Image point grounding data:
+ + + + +
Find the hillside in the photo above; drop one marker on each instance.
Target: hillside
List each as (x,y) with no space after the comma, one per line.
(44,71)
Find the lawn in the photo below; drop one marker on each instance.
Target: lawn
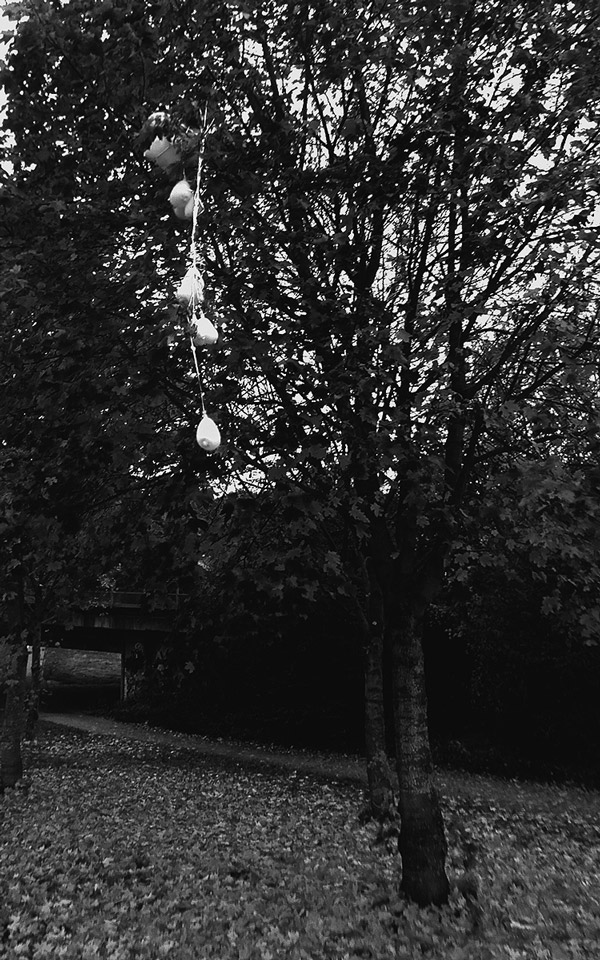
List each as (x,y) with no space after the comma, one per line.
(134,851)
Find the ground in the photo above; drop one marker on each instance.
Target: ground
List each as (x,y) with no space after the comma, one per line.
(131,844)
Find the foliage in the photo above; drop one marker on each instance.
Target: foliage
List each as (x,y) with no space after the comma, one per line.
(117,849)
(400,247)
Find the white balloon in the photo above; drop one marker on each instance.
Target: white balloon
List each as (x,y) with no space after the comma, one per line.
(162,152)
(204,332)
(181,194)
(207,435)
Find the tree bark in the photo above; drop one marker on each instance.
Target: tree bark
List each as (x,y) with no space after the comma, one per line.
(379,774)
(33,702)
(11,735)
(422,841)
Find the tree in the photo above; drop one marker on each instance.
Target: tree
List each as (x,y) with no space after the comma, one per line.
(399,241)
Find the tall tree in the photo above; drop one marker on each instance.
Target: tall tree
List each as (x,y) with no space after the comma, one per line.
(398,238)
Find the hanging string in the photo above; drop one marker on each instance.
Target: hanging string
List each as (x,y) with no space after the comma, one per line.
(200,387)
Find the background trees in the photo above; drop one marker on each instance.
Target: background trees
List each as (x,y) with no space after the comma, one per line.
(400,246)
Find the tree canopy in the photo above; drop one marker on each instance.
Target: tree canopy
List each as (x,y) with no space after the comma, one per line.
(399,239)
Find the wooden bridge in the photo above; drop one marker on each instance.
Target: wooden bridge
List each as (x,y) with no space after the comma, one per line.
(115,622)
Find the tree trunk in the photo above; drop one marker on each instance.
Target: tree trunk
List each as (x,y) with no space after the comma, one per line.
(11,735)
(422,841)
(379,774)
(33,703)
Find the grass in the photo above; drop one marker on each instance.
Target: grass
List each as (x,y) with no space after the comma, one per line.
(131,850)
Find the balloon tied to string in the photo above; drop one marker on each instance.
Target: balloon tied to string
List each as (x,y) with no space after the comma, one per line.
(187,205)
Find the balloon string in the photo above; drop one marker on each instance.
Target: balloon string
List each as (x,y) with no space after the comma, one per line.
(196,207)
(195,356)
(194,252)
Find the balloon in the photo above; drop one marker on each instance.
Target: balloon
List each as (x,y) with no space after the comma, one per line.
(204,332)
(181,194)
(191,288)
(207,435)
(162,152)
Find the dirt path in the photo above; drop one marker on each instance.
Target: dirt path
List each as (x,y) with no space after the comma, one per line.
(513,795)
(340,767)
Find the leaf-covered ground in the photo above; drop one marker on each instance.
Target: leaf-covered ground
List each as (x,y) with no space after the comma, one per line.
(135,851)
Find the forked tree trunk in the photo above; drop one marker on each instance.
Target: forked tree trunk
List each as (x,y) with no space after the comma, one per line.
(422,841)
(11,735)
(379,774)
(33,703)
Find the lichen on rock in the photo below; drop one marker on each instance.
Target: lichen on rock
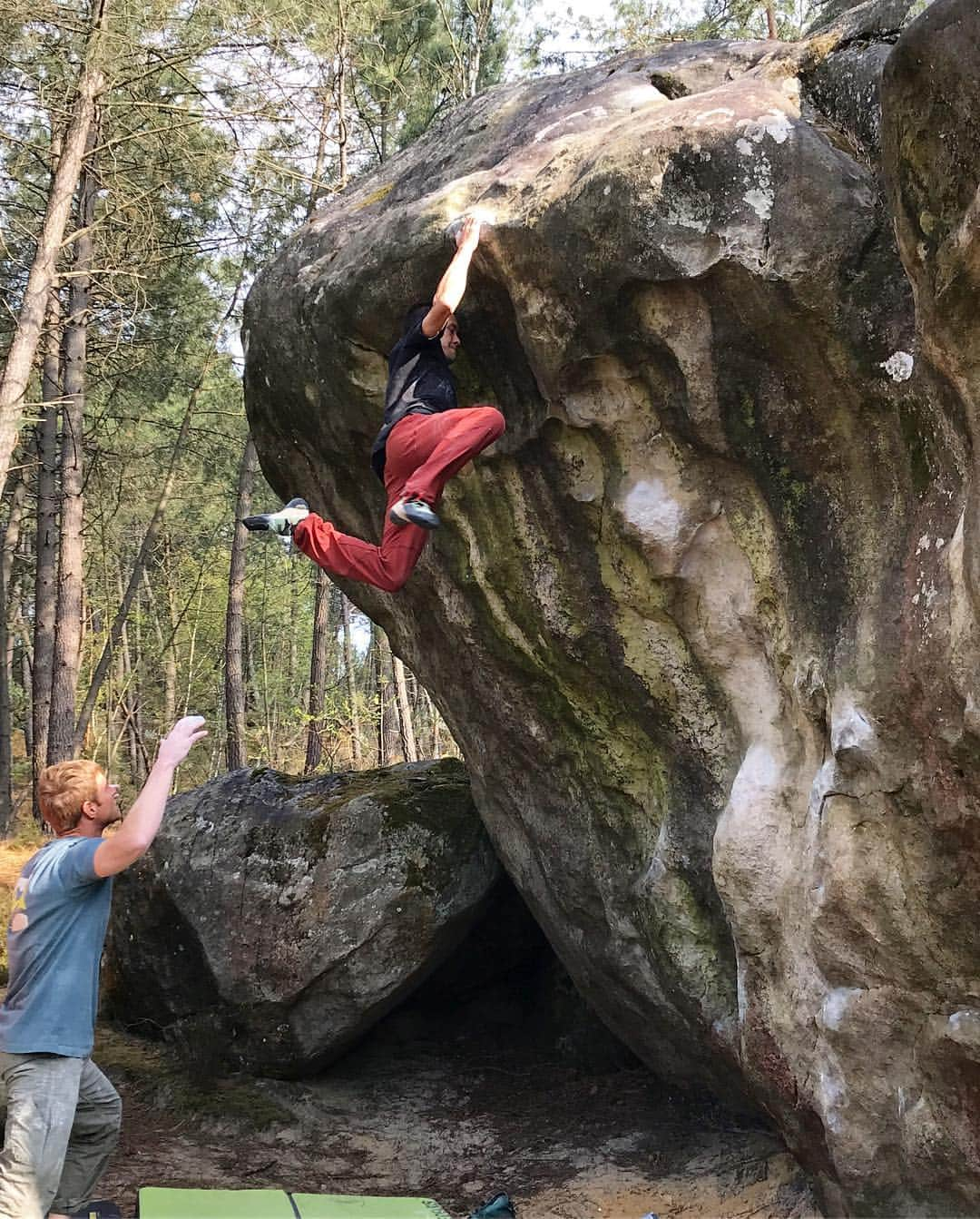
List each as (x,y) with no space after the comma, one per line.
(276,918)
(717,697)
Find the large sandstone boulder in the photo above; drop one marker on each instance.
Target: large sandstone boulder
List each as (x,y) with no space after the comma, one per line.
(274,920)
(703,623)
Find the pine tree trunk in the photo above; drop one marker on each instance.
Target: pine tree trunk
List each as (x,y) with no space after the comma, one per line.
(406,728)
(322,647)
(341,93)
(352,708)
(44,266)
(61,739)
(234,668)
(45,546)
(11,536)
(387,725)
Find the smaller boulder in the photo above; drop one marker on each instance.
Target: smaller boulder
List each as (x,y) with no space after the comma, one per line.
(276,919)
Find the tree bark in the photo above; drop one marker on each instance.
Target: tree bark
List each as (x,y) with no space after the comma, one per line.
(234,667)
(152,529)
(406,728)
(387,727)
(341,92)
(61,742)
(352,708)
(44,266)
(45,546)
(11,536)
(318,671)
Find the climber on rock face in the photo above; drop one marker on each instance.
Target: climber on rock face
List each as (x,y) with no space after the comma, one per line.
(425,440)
+ + + + +
> Instructions to follow: Skipping any images, write out all the data exactly.

> Output of the task:
Find the hillside in the photo above; drop one marker on each instance.
Target: hillside
List each as (x,y) with no space after the comma, one per line.
(44,71)
Find the lawn in the photo below; drop one marker on each instance.
Target: lawn
List each as (x,y) with no space after the comma, one per line.
(134,851)
Find the ground in the photo above; drop one marker on each instance.
Target: ground
List each as (x,y) with no space after the comma, one per line.
(131,844)
Find the foliage in the photo above; drop one marker on each instance.
Target: foliage
List each as (x,y) with no space after the comma, one per line.
(117,849)
(400,247)
Find the white balloon in the photo above; drop one marker on each instance.
Target: white balloon
List each as (x,y) with no space after the comma, one per line.
(162,152)
(204,332)
(181,194)
(207,435)
Find the tree bark in the photo above; drop one marker on each instance.
Target: tree bark
List each as (x,y) with no space after the comma, one per line.
(379,774)
(33,702)
(11,735)
(422,841)
Find the tree in the photo above; drop one marker on each instance.
Target: tree
List each as (x,y) with no space after the comma, one per line.
(399,241)
Find the tall tree in the photo above; drop one marker on each instance.
Target: tall tree
List each as (x,y) with no space after the comma, one per line.
(398,238)
Find the hanging string in the photo above; drop one marker on each instance.
Target: hanging string
List each as (x,y) with no space after the comma, one per line.
(200,387)
Find the background trees in the photo above; drop one marker on each instance.
Target: background trees
List each as (x,y) with no space after the comma, one per line.
(400,246)
Find the tree canopy in the photo above; drop one marker on each instance.
Target: tree canopy
List each as (x,y) with no space after the comma, one per line.
(399,239)
Find the wooden bridge in the photo above; drop one marker on each instance.
Target: wooden bridge
List each as (x,y) with no space after the comma, one per line.
(115,622)
Find the tree trunk in the photo above; drop one marker on each instance.
Target: tree trunk
List each as (x,y) with no space after the comma, one per line.
(11,735)
(422,841)
(379,774)
(33,703)
Find the grass in the photo above; drop one marker on each instance.
Target: grass
List each as (x,y) with no space after the comma, one per line.
(131,850)
Find the balloon tied to string in the photo above; drop one marker on each instance.
Target: balloon tied to string
List each as (x,y) with no space after the comma, one per line.
(187,205)
Find the balloon string in the photo above; drop one marker on each instance.
Target: balloon string
List each as (x,y) with no space after the comma, one per line.
(196,207)
(195,356)
(194,252)
Find the balloon in the photo above; drop one marker on each instance.
Target: balloon
List each as (x,y) with no space after the comma, one per line.
(204,332)
(181,194)
(191,288)
(207,435)
(162,152)
Find the dirt path in the photo above; drop one marker on each instance.
Target: dirt path
List each as (x,y) with no space after the comma, one per line.
(513,795)
(340,767)
Find the leaf-covered ground in the photo above; drop one marker on each instance.
Target: leaf-covered ground
List each as (x,y) with no space after the comma, one per line.
(135,851)
Find the forked tree trunk in the photo above; drop one marker on each instance.
Target: forked tree trunk
List each as (x,y) with no space after the comma, one per line.
(422,841)
(11,735)
(379,774)
(33,703)
Find the lichen on rock in the photo below; drop one marker on each instance.
Target: lichen on rock
List each as (x,y) with no space after the comma, one per line.
(276,918)
(717,697)
Find the large sandstone boulder in the photo above; drop one marker on each instance.
Target: large sandstone boulder
List each as (x,y) with no space after the comma, one per line.
(274,920)
(703,623)
Find the pine tree trunk in the photo above; drop one marker on each instance.
Target: pine tree trunk
List each as (x,y) with no space after the comma, one per line.
(406,728)
(322,647)
(341,93)
(352,708)
(44,266)
(61,739)
(234,668)
(45,546)
(11,536)
(387,725)
Find the smaller boulder in the photo above; drop one marker on each instance.
Target: smaller boulder
List each as (x,y) with no space after the comma, one per line.
(276,919)
Find the tree bark in the photo above; drop one marker on each instance.
Target: tree bark
List each as (x,y) with no space after the comma, one per line.
(234,667)
(152,529)
(406,728)
(387,727)
(341,92)
(61,742)
(352,708)
(44,266)
(45,546)
(11,536)
(318,671)
Find the climber on rock face in the photo above; drop one marker on each instance.
Target: climber on rock face
List each as (x,y) with no space after the comma, one per line.
(425,440)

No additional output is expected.